*Page text*.
A 1998 tax filing for the McCain-led group shows a $448,873 grant to Khalidi's Center for Palestine Research and Studies for work in the West Bank, the Post notes. The relationship extends back as far as 1993, when McCain joined IRI as chairman.. Foreign Affairs noted in September of that year that IRI had helped fund several extensive studies in Palestine run by Khalidi's group, including over 30 public opinion polls and a study of "sociopolitical attitudes."
"Of course," the Post writes, "there's seemingly nothing objectionable with McCain's organization helping a Palestinian group conduct research in the West Bank or Gaza. But it does suggest that McCain could have some of his own explaining to do as he tries to make hay out of Khalidi's ties to Obama."
Khalidi helped found the Center for Palestine Research and Studies, self-described as "an independent academic research and policy analysis institution" created to meet "the need for active Palestinian scholarship on issues related to Palestine," ABC News notes. He served on the board of trustees through 1999, and McCain's IRI continued to give money to the CPRS after Khalidi left the group as well.
The Swamp this morning noted the flap over the Obama-Khalidi videotape which the McCain campaign wants the Los Angeles Times to relaase. The paper says it got the tape in confidence, and reported on its contents in April.
In reporting on Obama's presence at the dinner for Khalidi," the Times reported, "the article noted that some speakers expressed anger at Israel and at U.S. foreign policy, but that Obama in his comments called for finding common ground."

*Dataset content*.
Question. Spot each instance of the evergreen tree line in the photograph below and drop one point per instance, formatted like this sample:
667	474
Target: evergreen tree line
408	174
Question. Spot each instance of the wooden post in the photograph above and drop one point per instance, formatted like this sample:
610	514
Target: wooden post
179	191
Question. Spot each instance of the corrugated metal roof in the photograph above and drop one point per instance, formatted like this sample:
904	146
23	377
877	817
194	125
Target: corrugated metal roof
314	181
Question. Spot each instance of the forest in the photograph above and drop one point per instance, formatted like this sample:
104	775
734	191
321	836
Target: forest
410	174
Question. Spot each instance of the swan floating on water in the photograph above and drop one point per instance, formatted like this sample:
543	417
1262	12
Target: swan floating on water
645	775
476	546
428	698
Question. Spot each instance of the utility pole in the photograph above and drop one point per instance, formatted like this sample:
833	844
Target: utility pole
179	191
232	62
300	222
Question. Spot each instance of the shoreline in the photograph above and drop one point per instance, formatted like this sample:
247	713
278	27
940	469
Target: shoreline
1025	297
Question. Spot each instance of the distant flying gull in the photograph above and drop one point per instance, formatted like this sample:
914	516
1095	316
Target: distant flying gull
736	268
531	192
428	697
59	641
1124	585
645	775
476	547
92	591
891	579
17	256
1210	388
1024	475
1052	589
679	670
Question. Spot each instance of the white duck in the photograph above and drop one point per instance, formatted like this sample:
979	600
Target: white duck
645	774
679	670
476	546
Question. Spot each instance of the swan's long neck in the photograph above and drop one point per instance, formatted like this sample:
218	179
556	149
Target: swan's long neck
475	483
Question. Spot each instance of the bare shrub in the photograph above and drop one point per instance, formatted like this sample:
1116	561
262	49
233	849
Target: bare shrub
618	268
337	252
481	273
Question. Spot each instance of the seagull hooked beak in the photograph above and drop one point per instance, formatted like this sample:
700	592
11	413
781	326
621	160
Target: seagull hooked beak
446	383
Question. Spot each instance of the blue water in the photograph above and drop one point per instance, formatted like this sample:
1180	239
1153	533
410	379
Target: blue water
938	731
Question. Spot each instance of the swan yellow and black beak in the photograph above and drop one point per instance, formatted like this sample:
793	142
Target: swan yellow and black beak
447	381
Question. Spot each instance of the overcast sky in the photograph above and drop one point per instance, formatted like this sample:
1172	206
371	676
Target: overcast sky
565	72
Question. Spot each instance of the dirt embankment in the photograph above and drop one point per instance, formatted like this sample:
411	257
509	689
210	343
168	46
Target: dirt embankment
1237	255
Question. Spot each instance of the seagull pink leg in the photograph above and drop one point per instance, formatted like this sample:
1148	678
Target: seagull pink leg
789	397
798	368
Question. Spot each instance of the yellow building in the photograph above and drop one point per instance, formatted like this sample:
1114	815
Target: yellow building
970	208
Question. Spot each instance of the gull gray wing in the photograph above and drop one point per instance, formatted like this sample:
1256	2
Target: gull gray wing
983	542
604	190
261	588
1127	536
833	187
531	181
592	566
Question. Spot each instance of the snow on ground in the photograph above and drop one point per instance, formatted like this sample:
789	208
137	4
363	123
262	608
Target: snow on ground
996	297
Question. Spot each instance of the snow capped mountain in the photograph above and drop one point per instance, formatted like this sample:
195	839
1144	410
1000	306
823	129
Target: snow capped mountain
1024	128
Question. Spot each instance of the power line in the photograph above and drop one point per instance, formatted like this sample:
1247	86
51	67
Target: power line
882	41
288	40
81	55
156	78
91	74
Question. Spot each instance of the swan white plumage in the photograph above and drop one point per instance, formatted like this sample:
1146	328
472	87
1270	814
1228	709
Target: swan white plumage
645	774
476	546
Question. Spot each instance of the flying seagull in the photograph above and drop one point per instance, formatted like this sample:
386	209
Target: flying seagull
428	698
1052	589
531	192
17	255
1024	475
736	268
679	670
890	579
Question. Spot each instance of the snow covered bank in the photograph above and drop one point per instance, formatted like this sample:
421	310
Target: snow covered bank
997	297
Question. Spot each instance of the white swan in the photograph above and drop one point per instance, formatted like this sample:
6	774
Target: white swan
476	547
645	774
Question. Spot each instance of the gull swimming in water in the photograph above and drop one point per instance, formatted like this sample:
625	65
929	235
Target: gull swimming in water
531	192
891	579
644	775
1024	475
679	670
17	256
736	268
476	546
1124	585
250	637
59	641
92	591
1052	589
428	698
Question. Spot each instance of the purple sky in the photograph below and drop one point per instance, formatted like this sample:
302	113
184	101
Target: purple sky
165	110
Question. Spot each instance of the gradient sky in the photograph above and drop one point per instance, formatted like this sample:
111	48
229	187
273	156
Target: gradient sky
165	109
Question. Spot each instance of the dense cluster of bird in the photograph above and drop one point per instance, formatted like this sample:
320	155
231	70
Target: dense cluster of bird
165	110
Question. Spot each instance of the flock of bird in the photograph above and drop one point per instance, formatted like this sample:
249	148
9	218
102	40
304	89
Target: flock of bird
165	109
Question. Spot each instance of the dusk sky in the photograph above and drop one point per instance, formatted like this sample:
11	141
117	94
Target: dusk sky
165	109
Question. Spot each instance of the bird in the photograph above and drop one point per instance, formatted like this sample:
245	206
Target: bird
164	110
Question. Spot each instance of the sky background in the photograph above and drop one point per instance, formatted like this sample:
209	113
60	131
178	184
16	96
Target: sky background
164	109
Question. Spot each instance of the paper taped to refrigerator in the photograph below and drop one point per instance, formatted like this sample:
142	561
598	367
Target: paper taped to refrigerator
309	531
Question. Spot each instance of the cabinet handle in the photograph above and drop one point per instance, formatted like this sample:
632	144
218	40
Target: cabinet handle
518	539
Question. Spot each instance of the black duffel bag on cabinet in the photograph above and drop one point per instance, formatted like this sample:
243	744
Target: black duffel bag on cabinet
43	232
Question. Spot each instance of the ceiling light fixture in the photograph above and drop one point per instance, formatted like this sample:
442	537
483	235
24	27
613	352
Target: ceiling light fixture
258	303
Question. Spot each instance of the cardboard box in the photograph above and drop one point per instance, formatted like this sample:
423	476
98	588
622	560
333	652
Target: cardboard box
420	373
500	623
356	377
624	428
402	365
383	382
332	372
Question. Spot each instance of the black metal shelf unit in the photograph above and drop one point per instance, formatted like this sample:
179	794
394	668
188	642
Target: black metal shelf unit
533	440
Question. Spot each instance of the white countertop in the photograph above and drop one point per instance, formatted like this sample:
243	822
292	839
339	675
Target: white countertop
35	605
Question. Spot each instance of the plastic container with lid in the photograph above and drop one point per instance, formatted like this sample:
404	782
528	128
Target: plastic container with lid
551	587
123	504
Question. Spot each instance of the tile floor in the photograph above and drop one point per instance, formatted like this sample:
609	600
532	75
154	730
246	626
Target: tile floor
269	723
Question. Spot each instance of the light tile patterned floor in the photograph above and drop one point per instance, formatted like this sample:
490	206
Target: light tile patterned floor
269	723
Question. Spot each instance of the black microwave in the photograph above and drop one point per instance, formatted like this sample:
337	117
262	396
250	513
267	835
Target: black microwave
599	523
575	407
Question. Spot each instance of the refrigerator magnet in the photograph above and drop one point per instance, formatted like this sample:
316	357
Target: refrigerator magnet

*Written problem A*.
Swap "board of trustees" for "governing board" in the article passage from "Khalidi helped found" up to and including "contents in April.", and write out that passage.
*Written problem B*.
Return every line in the rows that contains the string "taped".
The rows are unrelated to the article.

*Expected answer A*.
Khalidi helped found the Center for Palestine Research and Studies, self-described as "an independent academic research and policy analysis institution" created to meet "the need for active Palestinian scholarship on issues related to Palestine," ABC News notes. He served on the governing board through 1999, and McCain's IRI continued to give money to the CPRS after Khalidi left the group as well.
The Swamp this morning noted the flap over the Obama-Khalidi videotape which the McCain campaign wants the Los Angeles Times to relaase. The paper says it got the tape in confidence, and reported on its contents in April.

*Expected answer B*.
Question. Spot each instance of the paper taped to refrigerator in the photograph below and drop one point per instance, formatted like this sample:
Target: paper taped to refrigerator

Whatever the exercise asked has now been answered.